- THE PROBLEM:
The records underneath are to be repeated exactly, with the pictures left out.

****

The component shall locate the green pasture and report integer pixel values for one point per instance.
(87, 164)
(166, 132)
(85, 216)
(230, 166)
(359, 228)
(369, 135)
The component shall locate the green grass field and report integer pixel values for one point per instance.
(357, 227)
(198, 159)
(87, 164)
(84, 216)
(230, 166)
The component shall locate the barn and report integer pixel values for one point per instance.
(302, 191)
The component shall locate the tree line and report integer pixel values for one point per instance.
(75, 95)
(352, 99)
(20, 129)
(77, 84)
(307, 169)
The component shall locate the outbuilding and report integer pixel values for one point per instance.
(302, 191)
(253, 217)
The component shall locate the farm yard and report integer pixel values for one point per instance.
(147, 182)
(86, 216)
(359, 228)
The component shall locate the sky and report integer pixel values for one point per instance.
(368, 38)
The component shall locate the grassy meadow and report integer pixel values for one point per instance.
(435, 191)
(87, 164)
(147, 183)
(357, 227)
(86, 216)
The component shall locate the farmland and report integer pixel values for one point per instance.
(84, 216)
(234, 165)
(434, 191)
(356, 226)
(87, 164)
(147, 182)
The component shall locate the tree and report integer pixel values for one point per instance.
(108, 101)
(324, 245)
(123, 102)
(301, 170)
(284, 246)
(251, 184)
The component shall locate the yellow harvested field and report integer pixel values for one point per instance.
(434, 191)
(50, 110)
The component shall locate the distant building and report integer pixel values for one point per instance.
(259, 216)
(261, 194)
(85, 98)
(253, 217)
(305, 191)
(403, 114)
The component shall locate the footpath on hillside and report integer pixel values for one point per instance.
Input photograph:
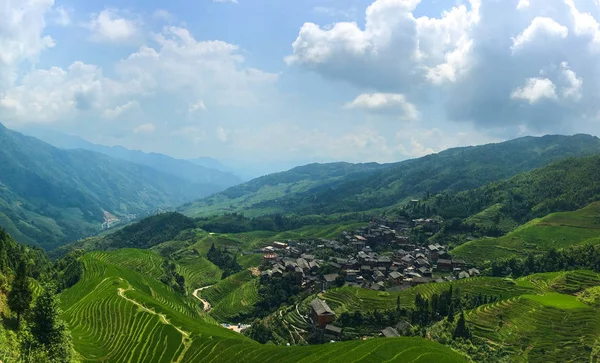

****

- WRITTEN RESPONSE:
The component shall locate the green pasture and report integer pixel values for one point per instance.
(87, 164)
(166, 132)
(85, 216)
(230, 166)
(359, 228)
(369, 135)
The component shall locate the green grass field and report integer pixel values for one point per instance.
(357, 227)
(198, 159)
(87, 164)
(84, 216)
(230, 166)
The component shall locate the barn and report integer pixel values for one point per instance.
(302, 191)
The component shall locate the tree line and report integer pixel values for one point per instance.
(75, 95)
(352, 99)
(20, 129)
(77, 84)
(307, 169)
The component shall locate the outbuilding and report integer pixel values for one point per instance.
(302, 191)
(253, 217)
The component shall locate the farm yard and report integer pixel values for one point per instance.
(147, 182)
(86, 216)
(359, 228)
The component shall locate the sky and report integer pixel values for one point per instance.
(368, 38)
The component shall locate the grassy meadow and report integer pixel values for one point per instance.
(435, 191)
(87, 164)
(147, 183)
(357, 227)
(86, 216)
The component shall locate the farmland and report integer pixel values for one point per instance.
(84, 216)
(234, 165)
(434, 191)
(356, 226)
(87, 164)
(147, 182)
The component shall locate the tree and report integer pixel values for one point per instance.
(108, 101)
(324, 245)
(123, 102)
(301, 170)
(284, 246)
(251, 184)
The component shall locate the yellow harvested field and report integer pixel values for one point per instance.
(434, 191)
(50, 110)
The component shall locate the distant building and report integer pixel values for one point per instance.
(259, 216)
(261, 194)
(85, 98)
(253, 217)
(305, 191)
(403, 114)
The component shall locate the footpath on hillside and report integer pixel values for one point per instance.
Input photograph:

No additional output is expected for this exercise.